**EXERCISE DETAILS:** Report how many lines in the items below contain the string "snow", counting uppercase and lowercase as different, and give only that number.

-- BEGIN DATA SECTION --

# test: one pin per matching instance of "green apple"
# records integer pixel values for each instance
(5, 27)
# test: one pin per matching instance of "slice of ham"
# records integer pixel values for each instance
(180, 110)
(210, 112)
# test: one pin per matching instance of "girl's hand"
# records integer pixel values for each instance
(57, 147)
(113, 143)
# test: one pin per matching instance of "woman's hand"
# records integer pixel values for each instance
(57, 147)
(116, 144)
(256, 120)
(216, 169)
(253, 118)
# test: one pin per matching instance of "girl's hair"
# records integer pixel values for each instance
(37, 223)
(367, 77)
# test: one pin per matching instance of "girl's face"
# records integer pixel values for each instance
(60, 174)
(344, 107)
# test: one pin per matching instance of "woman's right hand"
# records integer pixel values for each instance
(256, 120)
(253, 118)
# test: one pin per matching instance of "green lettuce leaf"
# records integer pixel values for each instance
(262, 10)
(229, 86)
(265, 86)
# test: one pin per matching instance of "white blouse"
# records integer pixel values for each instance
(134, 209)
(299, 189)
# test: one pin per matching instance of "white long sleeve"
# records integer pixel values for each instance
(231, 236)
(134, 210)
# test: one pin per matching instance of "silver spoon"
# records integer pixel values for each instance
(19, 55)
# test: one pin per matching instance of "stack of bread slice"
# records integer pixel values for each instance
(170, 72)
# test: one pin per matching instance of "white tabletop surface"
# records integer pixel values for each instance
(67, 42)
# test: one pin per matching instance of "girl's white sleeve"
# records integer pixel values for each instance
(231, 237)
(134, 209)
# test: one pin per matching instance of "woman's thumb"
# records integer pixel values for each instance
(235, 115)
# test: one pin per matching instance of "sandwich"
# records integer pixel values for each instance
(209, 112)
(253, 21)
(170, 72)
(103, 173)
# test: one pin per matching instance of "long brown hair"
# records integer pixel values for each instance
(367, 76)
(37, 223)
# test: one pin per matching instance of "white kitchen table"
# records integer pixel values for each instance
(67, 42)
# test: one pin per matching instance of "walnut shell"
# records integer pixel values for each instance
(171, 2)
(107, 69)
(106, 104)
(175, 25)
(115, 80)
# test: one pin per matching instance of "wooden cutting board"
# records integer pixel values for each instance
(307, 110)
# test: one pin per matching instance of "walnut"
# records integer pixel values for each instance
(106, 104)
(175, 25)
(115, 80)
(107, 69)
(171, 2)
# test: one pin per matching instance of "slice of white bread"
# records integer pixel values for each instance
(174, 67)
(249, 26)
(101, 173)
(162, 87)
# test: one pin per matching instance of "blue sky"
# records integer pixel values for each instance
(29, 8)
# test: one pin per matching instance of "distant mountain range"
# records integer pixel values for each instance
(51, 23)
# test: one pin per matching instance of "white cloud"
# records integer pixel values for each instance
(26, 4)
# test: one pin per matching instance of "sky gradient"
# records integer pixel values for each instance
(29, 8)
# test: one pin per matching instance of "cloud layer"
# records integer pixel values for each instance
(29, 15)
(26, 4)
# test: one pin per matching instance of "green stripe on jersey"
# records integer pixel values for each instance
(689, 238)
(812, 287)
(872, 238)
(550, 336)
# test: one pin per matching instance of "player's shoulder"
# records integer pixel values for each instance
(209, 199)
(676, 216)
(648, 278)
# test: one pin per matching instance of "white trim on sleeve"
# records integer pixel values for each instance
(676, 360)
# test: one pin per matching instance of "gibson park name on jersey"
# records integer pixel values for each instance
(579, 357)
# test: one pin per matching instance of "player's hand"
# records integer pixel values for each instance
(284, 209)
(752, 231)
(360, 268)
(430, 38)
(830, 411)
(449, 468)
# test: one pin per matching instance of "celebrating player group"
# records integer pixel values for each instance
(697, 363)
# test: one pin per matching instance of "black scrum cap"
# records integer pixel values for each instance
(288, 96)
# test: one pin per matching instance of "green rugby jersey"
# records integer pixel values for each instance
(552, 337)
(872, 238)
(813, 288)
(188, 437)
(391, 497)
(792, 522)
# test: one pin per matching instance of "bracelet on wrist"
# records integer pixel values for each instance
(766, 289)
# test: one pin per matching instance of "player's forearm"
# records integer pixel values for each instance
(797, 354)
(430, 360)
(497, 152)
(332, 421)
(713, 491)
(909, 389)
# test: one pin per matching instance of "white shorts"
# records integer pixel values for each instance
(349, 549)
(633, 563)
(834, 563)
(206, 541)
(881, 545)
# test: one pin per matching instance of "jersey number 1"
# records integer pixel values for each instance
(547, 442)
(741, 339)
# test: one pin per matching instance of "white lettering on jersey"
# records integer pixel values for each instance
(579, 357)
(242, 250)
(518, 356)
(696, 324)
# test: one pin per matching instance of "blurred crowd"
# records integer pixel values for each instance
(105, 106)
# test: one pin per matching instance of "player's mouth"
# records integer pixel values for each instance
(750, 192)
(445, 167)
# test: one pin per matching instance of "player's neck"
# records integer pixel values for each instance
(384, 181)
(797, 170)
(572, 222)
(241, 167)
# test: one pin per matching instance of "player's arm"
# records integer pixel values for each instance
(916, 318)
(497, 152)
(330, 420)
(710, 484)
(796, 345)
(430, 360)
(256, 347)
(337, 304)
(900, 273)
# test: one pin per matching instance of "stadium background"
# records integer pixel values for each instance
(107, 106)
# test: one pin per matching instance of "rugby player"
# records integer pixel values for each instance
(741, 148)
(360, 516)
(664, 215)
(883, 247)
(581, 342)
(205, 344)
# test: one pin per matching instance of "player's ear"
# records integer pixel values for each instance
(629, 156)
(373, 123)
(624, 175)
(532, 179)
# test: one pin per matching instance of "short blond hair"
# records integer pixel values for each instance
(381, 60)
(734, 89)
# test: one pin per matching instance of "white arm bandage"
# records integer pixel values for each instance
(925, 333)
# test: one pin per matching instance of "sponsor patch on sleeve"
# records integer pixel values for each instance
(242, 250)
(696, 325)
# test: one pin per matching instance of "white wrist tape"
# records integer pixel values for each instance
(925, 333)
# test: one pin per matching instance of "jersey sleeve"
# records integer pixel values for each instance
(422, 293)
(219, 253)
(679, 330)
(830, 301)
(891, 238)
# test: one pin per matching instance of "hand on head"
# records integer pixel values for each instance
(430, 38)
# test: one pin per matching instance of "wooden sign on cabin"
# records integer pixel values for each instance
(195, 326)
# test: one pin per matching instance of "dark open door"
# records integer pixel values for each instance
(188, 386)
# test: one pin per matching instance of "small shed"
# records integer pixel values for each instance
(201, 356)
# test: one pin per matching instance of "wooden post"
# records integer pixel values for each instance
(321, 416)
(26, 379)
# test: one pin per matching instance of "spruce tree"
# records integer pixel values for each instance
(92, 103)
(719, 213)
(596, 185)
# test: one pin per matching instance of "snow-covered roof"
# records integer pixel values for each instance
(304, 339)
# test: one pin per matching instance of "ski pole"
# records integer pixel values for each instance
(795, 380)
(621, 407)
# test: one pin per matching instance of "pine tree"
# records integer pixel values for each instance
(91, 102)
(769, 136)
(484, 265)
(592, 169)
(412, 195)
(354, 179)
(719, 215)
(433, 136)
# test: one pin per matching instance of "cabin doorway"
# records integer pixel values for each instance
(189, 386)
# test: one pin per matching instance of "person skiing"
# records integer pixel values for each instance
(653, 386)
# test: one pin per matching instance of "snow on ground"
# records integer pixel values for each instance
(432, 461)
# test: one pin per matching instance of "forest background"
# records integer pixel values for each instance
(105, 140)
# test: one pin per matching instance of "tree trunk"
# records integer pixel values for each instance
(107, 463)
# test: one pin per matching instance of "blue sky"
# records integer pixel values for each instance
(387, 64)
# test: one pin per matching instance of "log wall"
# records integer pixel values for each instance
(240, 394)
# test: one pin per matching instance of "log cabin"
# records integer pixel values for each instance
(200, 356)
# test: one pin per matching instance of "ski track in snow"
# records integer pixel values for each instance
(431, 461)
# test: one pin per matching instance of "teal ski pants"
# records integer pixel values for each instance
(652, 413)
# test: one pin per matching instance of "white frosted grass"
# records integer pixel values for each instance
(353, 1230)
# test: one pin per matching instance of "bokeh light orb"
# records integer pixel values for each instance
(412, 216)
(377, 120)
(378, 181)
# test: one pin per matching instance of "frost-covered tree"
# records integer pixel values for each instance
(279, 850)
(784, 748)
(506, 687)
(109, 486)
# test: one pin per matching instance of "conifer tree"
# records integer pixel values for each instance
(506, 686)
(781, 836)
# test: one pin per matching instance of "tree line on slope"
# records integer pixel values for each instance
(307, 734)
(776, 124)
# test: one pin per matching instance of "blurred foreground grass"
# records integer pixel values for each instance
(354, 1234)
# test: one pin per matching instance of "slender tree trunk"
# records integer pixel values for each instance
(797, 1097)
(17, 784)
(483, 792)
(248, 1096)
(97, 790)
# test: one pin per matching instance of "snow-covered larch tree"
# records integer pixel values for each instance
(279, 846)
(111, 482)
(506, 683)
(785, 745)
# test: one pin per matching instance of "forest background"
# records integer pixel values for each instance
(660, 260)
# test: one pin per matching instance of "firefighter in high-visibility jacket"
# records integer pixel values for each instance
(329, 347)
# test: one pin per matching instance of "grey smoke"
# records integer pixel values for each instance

-- END DATA SECTION --

**RESULT OF THIS TASK:** 4